EXTRACTED DATA:
'''

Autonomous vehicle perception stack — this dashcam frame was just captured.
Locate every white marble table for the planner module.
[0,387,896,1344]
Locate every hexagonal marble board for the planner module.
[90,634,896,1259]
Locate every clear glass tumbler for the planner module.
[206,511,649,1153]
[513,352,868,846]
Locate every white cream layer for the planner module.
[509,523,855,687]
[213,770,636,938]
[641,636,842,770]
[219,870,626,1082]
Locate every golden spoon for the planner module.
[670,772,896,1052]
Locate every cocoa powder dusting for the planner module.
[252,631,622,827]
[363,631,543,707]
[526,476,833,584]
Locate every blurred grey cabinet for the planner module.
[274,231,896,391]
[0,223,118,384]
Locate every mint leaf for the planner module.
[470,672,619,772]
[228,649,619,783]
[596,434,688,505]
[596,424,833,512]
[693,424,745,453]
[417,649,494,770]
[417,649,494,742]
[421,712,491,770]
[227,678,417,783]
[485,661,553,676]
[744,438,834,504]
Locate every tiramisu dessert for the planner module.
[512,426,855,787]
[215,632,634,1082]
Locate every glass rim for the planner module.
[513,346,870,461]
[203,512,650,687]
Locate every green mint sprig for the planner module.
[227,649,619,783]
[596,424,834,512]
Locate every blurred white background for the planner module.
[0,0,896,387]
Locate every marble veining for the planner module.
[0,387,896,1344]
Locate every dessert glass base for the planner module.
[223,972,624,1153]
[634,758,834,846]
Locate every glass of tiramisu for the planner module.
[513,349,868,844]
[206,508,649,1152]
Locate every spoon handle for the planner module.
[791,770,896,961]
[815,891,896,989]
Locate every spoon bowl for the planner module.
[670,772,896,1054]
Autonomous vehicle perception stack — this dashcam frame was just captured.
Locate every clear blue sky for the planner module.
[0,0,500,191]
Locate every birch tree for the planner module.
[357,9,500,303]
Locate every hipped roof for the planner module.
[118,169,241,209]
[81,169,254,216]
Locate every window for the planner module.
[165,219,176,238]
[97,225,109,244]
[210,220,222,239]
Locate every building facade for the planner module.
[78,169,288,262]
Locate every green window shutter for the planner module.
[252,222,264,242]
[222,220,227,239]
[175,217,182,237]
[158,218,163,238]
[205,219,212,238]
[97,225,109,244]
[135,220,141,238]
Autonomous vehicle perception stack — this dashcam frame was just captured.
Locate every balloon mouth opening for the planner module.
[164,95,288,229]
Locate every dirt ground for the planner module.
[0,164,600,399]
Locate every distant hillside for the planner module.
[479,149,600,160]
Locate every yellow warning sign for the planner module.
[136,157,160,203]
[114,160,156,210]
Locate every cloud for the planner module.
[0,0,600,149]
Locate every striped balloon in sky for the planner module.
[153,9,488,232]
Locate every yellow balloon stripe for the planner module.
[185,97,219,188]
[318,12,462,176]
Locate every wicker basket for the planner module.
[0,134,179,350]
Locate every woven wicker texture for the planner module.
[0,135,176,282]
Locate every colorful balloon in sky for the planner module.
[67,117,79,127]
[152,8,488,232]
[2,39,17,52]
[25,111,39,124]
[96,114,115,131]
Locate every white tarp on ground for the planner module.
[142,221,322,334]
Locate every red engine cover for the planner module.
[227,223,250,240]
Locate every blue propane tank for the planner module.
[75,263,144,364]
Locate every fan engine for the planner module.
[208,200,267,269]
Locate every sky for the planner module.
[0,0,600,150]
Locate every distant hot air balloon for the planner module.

'''

TASK DESCRIPTION: Rewrite the listing above with "trajectory planner" in place of every "planner module", changing nothing else.

ANSWER TO THE PROBLEM:
Autonomous vehicle perception stack — this dashcam frame was just captured.
Locate every white marble table for the trajectory planner.
[0,387,896,1344]
Locate every hexagonal marble board for the trajectory planner.
[90,634,896,1259]
Locate every clear glass tumbler for the trajectory planner.
[206,511,649,1153]
[513,352,868,846]
Locate every white cream layer for the trajectory planner.
[509,523,855,687]
[213,770,636,938]
[641,636,842,770]
[219,870,626,1082]
Locate every golden spoon for the trajectory planner.
[670,772,896,1052]
Locate every cocoa powder dusting for the trajectory planner.
[252,631,622,827]
[363,631,543,707]
[526,476,833,584]
Locate every blurred grey cabinet for the trajectory planner.
[274,231,896,391]
[0,223,118,384]
Locate every mint leaf for the trajectory planner.
[470,672,619,772]
[228,649,619,783]
[596,434,688,505]
[596,424,833,512]
[693,424,745,453]
[417,649,494,770]
[417,649,494,742]
[421,712,491,770]
[227,678,417,783]
[485,661,553,676]
[744,438,834,504]
Locate every tiramisu dessert for the trajectory planner.
[512,426,855,787]
[215,632,634,1082]
Locate every glass rim for the trajectory planner.
[513,346,870,461]
[203,512,650,687]
Locate every green mint sprig for the trajectory planner.
[227,649,619,783]
[596,424,834,512]
Locate every blurred white background for the trajectory planner.
[0,0,896,387]
Locate every marble veining for the trajectory planner.
[0,387,896,1344]
Locate every dessert glass base for the trajectory planner.
[223,972,624,1153]
[634,758,834,846]
Locate every glass of tiramisu for the trajectory planner.
[513,349,868,844]
[206,508,649,1152]
Locate every spoon handle for the trajectory planner.
[791,770,896,961]
[815,891,896,989]
Locate every spoon bowl for the trajectory planner.
[670,772,896,1054]
Autonomous vehicle perception stack — this dashcam frame was just captured.
Locate every clear blue sky for the trajectory planner.
[0,0,500,191]
Locate every birch tree for the trajectory planner.
[357,9,500,303]
Locate every hipped roof for the trajectory planner.
[118,169,241,209]
[81,169,254,216]
Locate every window for the trajectory planner.
[165,219,176,238]
[97,225,109,244]
[210,220,222,239]
Locate every building facade for the trajectory planner.
[78,169,288,262]
Locate every green window shutter for the trajectory planner.
[252,222,264,242]
[222,220,227,239]
[175,217,182,237]
[158,218,163,238]
[205,219,212,238]
[97,225,109,244]
[135,220,141,238]
Autonomous vehicle perception stack — this dashcam frame was just captured.
Locate every balloon mouth opening for the trajectory planner.
[164,95,288,229]
Locate every dirt ground for the trajectory planner.
[0,164,600,399]
Locate every distant hillside for the trajectory planner.
[479,149,600,160]
Locate every yellow warning sign for the trajectory planner.
[136,157,160,203]
[114,160,156,210]
Locate every cloud for the trajectory planner.
[0,0,600,149]
Locate every striped balloon in sky for the trajectory planner.
[153,9,488,232]
Locate every yellow balloon stripe for the trajectory planner.
[185,97,219,188]
[318,12,462,176]
Locate every wicker basket for the trajectory planner.
[0,134,179,350]
Locate every woven wicker texture for the trajectory planner.
[0,135,176,282]
Locate every colorful balloon in sky for the trajectory planner.
[67,117,79,127]
[152,8,488,232]
[2,39,17,52]
[25,111,39,124]
[96,114,115,131]
Locate every white tarp on ground for the trajectory planner.
[142,221,322,334]
Locate every red engine cover for the trajectory planner.
[227,223,250,240]
Locate every blue propane tank for the trajectory planner.
[75,263,144,364]
Locate every fan engine for the trajectory planner.
[208,200,267,269]
Locate every sky for the trajectory planner.
[0,0,600,150]
Locate every distant hot air balloon for the trajectory planner.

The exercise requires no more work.